# THINGS TO DO
(1) In the article on the Saudi-Iranian talks, update the passage starting with "This is while" and going on through "tensions in the region.", changing "constructive dialogue" to "direct talks".
(2) Condense the paragraph of the article on the Saudi-Iranian talks that begins "Officially, Saudi Arabia remained silent" while keeping its main facts.
(3) Decide whether each statement agrees with the article on the Saudi-Iranian talks, and quote the words that settle it: (a) Saudi Arabia cut diplomatic ties with Iran in January 2016. (b) Khatibzadeh confirmed that talks between Tehran and Riyadh took place in Baghdad. (c) The newspaper Al-Arab is owned by Saudi Arabia.

# PROVIDED TEXT
══════

Reuters confirmed the Saudi-Iranian talks, saying they touched on Lebanon, which is facing a political vacuum amid a dire financial crisis.

Saudi Arabia severed diplomatic relations with Iran in January 2016 after Iranian protesters, enraged by the Saudi execution of prominent Shia cleric Sheikh Nimer al-Nimr, stormed its embassy in Tehran. Since then, Saudi Arabia has struck a tough tone on Iran and strongly supported former U.S. President Donald Trump’s so-called “maximum pressure” campaign against Iran.

But the Saudis changed their tone of voice after their ally Trump lost the U.S. presidential election in November. 

Having proposed several peace initiatives for the Persian Gulf, Iran has welcomed the new Saudi approach. Khatibzadeh responded to foreign media reports of talks between Tehran and Riyadh in Baghdad by saying that Iran supports dialogue with the Saudis, though he did not confirm those talks. But the spokesman did not deny the talks either. 

“We have seen these press reports. Conflicting quotes have been reported in these reports. The Islamic Republic of Iran has always welcomed dialogue with the Saudi kingdom and considered it in the interest of the peoples of the two countries as well as regional peace and stability. [Iran] will continue to think this way,” Khatibzadeh said.
 
Officially, Saudi Arabia remained silent about the Baghdad talks, but it showed little enthusiasm about the talks. Some observers said the Saudis are testing the waters to see whether they can reach a middle ground with Iran on some hotspots in the region. But others sought to downplay the importance of the talks by casting doubts on Iran’s seriousness. Al-Arab, a London-based newspaper owned by the United Arab Emirates, accused Tehran of pursuing talks with Riyadh only to strengthen its negotiating position at the Vienna talks.  

This is while Iran has long been calling on the Saudis to change tack and enter constructive dialogue with Iran on regional issues even during the Trump administration. If fact, Iran proposed an initiative called Hormuz Peace Endeavor (HOPE) to reduce tensions in the region. 

Iran reiterated its readiness to discuss this initiative after Joe Biden won the U.S. election in November. Instead of welcoming the Iranian initiative for peace, the Saudis asked the negotiating partners of Iran to include them in the Vienna talks, a demand that elicited a response from Zarif in December last year.

══════

# SUPPLIED RECORDS

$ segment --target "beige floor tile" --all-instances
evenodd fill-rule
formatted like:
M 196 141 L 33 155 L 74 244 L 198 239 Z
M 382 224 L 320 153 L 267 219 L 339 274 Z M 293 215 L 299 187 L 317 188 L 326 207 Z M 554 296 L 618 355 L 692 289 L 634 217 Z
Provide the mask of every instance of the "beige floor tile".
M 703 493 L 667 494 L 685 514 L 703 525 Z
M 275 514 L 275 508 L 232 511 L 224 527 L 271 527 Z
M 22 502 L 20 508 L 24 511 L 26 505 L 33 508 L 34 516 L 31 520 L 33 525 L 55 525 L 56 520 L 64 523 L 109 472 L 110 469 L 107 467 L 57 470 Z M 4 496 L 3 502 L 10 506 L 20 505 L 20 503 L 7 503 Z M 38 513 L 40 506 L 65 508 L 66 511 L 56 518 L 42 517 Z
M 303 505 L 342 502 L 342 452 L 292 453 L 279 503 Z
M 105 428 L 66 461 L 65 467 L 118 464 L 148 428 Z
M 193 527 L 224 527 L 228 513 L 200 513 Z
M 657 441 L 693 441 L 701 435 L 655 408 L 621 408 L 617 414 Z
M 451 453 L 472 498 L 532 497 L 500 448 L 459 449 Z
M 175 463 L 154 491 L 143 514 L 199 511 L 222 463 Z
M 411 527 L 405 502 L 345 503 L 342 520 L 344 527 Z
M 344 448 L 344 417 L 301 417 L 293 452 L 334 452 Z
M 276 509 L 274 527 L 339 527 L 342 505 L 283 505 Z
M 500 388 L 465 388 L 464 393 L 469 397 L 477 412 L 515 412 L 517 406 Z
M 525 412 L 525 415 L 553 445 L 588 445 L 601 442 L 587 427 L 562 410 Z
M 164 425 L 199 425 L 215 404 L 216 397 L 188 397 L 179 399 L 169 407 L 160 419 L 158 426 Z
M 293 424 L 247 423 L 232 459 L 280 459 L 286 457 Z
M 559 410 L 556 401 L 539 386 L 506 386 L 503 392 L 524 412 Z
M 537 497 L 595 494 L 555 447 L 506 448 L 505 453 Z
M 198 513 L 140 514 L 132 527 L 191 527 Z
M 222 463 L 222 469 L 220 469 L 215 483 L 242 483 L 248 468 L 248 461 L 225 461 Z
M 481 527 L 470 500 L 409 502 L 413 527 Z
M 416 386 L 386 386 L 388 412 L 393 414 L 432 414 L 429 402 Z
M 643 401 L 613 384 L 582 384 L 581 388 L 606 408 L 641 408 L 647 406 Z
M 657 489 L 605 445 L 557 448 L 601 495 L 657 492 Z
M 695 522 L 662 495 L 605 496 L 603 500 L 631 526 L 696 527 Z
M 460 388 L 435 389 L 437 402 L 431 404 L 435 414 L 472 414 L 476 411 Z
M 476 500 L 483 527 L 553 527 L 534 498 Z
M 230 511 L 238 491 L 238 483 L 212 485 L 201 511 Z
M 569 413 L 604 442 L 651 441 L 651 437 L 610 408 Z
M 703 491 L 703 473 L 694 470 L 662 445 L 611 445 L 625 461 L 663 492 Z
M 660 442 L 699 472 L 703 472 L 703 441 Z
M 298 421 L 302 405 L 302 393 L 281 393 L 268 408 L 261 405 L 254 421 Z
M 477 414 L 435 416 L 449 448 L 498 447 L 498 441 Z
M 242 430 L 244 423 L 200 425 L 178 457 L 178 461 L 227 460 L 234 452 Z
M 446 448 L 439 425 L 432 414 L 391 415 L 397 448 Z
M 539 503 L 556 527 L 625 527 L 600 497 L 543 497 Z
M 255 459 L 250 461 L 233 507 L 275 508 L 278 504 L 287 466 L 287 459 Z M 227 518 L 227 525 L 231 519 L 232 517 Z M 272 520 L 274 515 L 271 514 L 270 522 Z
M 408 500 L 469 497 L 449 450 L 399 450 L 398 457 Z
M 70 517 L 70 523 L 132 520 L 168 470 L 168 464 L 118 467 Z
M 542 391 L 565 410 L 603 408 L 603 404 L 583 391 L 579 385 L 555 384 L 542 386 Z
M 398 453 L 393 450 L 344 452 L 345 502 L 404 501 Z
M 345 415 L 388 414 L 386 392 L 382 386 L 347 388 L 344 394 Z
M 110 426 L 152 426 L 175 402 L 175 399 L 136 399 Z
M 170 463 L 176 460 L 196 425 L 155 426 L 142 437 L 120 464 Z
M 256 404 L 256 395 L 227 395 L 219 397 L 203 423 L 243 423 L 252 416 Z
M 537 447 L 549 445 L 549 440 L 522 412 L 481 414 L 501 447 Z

══════

# SOLUTIONS TO THE EXERCISE
(1)
This is while Iran has long been calling on the Saudis to change tack and enter direct talks with Iran on regional issues even during the Trump administration. If fact, Iran proposed an initiative called Hormuz Peace Endeavor (HOPE) to reduce tensions in the region.

(2) Saudi Arabia made no official comment on the Baghdad talks and showed little enthusiasm for them. Some observers believed the Saudis were testing whether they could find a middle ground with Iran on regional hotspots. Others questioned Iran's seriousness. Al-Arab, a London-based newspaper owned by the United Arab Emirates, accused Tehran of seeking talks with Riyadh only to strengthen its negotiating position at the Vienna talks.

(3)
(a) Yes: "Saudi Arabia severed diplomatic relations with Iran in January 2016"
(b) No: "though he did not confirm those talks"
(c) No: "Al-Arab, a London-based newspaper owned by the United Arab Emirates"